◆ What you have to do ◆
Copy out every line from the records that includes "Where".

(Available data begins)

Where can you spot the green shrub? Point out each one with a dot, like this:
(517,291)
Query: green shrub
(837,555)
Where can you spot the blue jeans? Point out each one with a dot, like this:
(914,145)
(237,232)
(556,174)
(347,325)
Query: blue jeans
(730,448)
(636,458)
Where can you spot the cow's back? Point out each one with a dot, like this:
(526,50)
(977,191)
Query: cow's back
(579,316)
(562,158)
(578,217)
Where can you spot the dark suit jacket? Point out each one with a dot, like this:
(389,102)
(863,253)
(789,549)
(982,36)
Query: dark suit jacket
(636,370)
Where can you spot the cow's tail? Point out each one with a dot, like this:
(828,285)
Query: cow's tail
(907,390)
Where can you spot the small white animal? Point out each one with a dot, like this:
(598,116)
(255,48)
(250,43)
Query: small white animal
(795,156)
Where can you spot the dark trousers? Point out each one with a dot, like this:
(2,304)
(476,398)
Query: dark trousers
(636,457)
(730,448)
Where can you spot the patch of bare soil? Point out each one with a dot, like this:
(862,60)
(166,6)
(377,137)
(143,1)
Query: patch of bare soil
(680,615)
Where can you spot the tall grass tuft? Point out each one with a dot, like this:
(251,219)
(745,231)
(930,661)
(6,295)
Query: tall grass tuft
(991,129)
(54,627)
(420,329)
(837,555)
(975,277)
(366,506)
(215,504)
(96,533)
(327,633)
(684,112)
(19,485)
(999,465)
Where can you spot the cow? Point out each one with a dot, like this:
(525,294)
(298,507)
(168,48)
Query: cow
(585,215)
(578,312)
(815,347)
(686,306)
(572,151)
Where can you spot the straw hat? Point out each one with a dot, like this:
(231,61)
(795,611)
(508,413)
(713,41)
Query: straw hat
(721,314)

(Available data ends)

◆ Your solution ◆
Where can you spot the green shrub? Point out each one with a dot, like this:
Where can you spot the blue jeans? Point out each one with a dot, like this:
Where can you spot the cow's back? Point out each one with a dot, like this:
Where can you spot the dark suit jacket? Point out each one with a dot, like this:
Where can you spot the cow's tail? Point out each one with a dot, like this:
Where can you spot the small white animal? Point out each one with a dot, like this:
Where can you spot the dark trousers? Point out each one with a dot, like this:
Where can you spot the patch of bare soil? Point out each one with a dot, like this:
Where can you spot the tall grass tuft? Point out each one with a dot, like this:
Where can you spot the cow? Point out each one with a dot, like this:
Where can you spot the straw hat? Point out each one with a dot, like this:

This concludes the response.